▸ Records to process:
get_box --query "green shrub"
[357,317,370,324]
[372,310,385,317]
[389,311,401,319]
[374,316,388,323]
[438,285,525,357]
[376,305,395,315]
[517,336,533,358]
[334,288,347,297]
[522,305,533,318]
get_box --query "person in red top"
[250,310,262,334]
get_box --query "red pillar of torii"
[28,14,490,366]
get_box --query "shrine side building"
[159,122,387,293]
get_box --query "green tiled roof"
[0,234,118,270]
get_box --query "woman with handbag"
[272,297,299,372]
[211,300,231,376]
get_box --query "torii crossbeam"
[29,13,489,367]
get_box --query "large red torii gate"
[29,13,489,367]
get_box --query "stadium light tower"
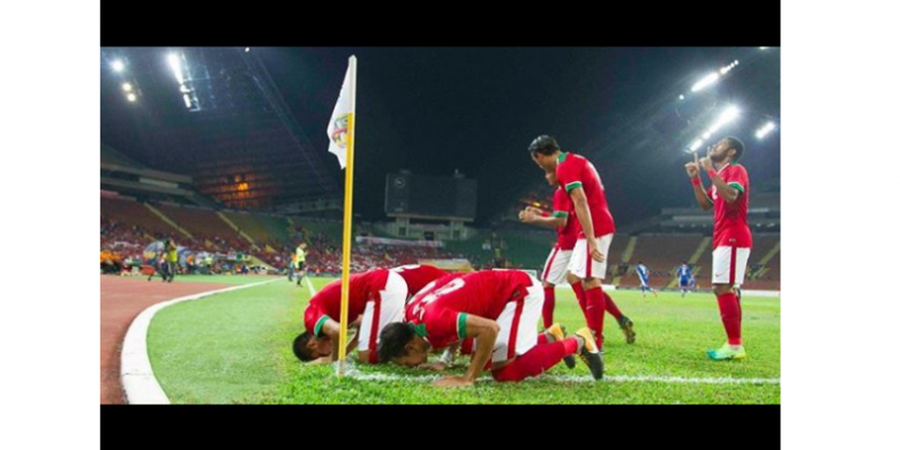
[167,53,185,85]
[686,105,740,152]
[708,105,740,134]
[691,72,720,92]
[756,122,777,139]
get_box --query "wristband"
[691,178,701,186]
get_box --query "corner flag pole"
[337,55,357,376]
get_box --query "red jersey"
[552,188,581,250]
[555,152,616,238]
[706,163,753,249]
[390,264,450,298]
[303,269,390,337]
[405,270,535,349]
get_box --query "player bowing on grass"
[293,265,447,365]
[378,269,604,388]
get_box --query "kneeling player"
[293,268,408,365]
[378,270,604,388]
[293,265,448,364]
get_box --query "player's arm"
[434,314,499,388]
[699,156,741,203]
[460,315,498,381]
[319,319,358,362]
[519,208,567,229]
[686,154,713,210]
[569,187,605,262]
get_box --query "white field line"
[120,278,281,404]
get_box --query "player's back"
[556,153,615,236]
[391,264,449,298]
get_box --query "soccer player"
[635,261,658,298]
[164,239,178,283]
[528,135,619,352]
[388,264,450,299]
[678,261,694,297]
[378,269,604,387]
[294,242,307,286]
[684,136,753,361]
[288,252,297,282]
[293,265,447,364]
[146,244,160,282]
[519,170,635,343]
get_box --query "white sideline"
[344,370,779,385]
[305,276,318,296]
[120,278,282,404]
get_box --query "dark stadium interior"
[101,47,779,290]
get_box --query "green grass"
[148,277,780,404]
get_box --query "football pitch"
[147,277,780,404]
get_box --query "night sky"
[104,47,780,226]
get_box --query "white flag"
[327,61,355,169]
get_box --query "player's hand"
[699,156,713,172]
[686,152,701,179]
[417,362,449,372]
[684,162,699,179]
[519,210,538,224]
[433,375,474,388]
[587,237,606,262]
[309,356,332,365]
[525,206,542,215]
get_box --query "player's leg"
[541,246,569,329]
[604,289,635,344]
[707,247,751,360]
[491,282,601,381]
[568,240,602,341]
[574,235,613,350]
[357,271,408,364]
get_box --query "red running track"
[100,276,231,404]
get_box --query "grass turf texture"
[147,277,780,404]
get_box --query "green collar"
[412,323,427,339]
[557,152,568,163]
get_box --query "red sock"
[604,291,623,320]
[571,281,588,320]
[716,292,742,345]
[542,286,555,329]
[585,286,607,349]
[491,339,577,382]
[537,333,548,345]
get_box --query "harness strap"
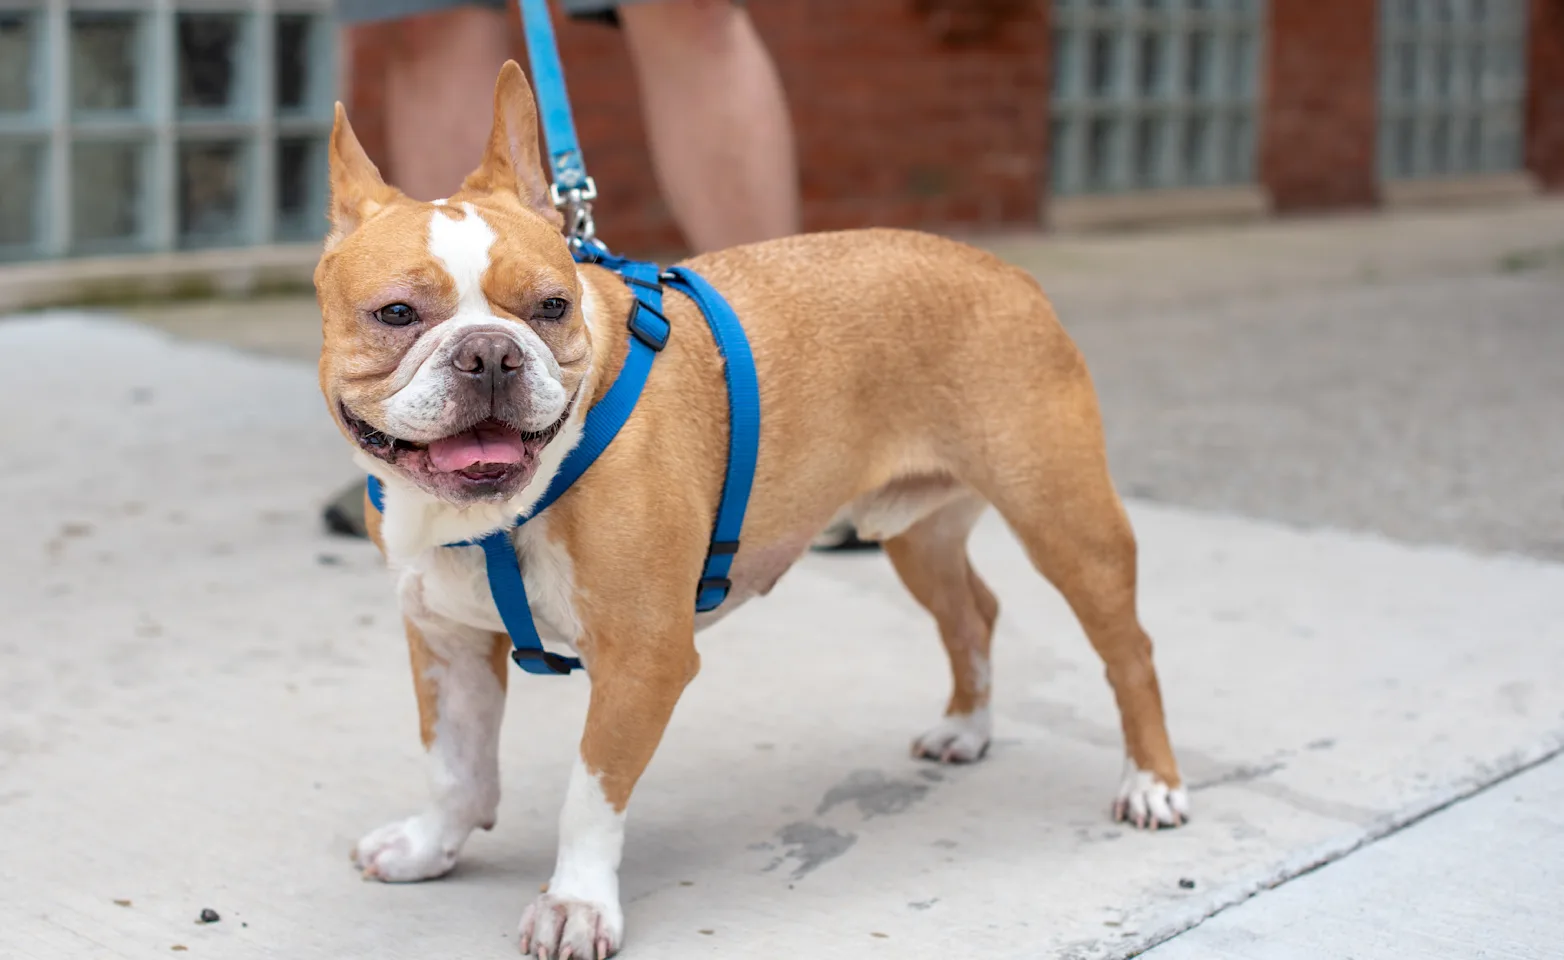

▸ Directions: Leaving out the pictures, repeat all the entries exactly as they stand.

▸ Response to the exercise:
get_box --query "green shrub"
[357,317,370,324]
[372,310,385,317]
[389,311,401,319]
[374,316,388,323]
[438,285,525,357]
[376,305,395,315]
[517,336,533,358]
[334,288,347,297]
[522,305,533,318]
get_box --query "person in red top"
[250,310,262,334]
get_box --query "red pillar of torii"
[28,14,490,366]
get_box --query "shrine side building"
[159,122,387,293]
get_box --query "green tiled roof"
[0,234,118,270]
get_box --query "woman with handbag"
[272,297,299,372]
[211,300,231,376]
get_box --query "torii crossbeam"
[29,13,489,367]
get_box --query "large red torii gate"
[29,13,489,367]
get_box --query "stadium light tower"
[167,53,185,85]
[686,105,740,152]
[708,105,740,134]
[691,72,720,92]
[756,122,777,139]
get_box --query "wristband"
[691,178,701,186]
get_box --query "corner flag pole"
[337,55,357,376]
get_box --query "red jersey"
[552,188,581,250]
[555,152,616,238]
[706,163,753,249]
[390,264,450,298]
[303,269,390,337]
[405,270,535,349]
get_box --query "player bowing on grass"
[293,265,447,365]
[378,269,604,388]
get_box --query "kneeling player"
[293,268,408,365]
[378,270,604,388]
[293,265,448,364]
get_box --query "player's arm"
[434,314,499,388]
[699,156,741,203]
[460,315,498,381]
[319,319,358,362]
[519,208,567,229]
[686,154,713,210]
[569,187,605,262]
get_box --query "white field line"
[120,278,281,404]
get_box --query "player's back"
[556,153,615,236]
[391,264,449,298]
get_box --query "soccer player"
[635,261,658,298]
[164,239,178,283]
[528,135,619,352]
[388,264,450,299]
[678,261,694,297]
[378,269,604,387]
[294,242,307,286]
[684,136,753,361]
[288,252,297,282]
[293,265,447,364]
[146,244,160,282]
[519,170,635,343]
get_box --query "white sideline"
[344,370,779,385]
[305,276,318,296]
[120,278,282,404]
get_box --query "dark stadium interior"
[101,47,779,290]
get_box --query "green grass"
[148,277,780,404]
get_box --query "football pitch"
[147,277,780,404]
get_box --query "night sky"
[104,47,780,226]
get_box --query "white flag"
[327,61,355,169]
get_box --query "player's hand"
[699,156,713,172]
[686,152,701,179]
[417,362,449,372]
[684,162,699,179]
[519,210,538,224]
[433,375,474,388]
[587,237,606,262]
[309,356,332,365]
[525,206,542,215]
get_box --query "player's leg"
[541,246,569,329]
[604,289,635,344]
[707,247,751,360]
[491,282,601,381]
[568,240,602,341]
[574,235,613,350]
[357,271,408,364]
get_box --query "red running track"
[100,276,231,404]
get_box --query "grass turf texture"
[147,277,780,404]
get_box --query "green collar"
[412,323,427,339]
[557,152,568,163]
get_box --query "red sock"
[604,291,623,320]
[571,281,588,320]
[716,292,742,345]
[542,286,555,329]
[585,286,607,349]
[491,339,577,382]
[537,333,548,345]
get_box --query "harness strap"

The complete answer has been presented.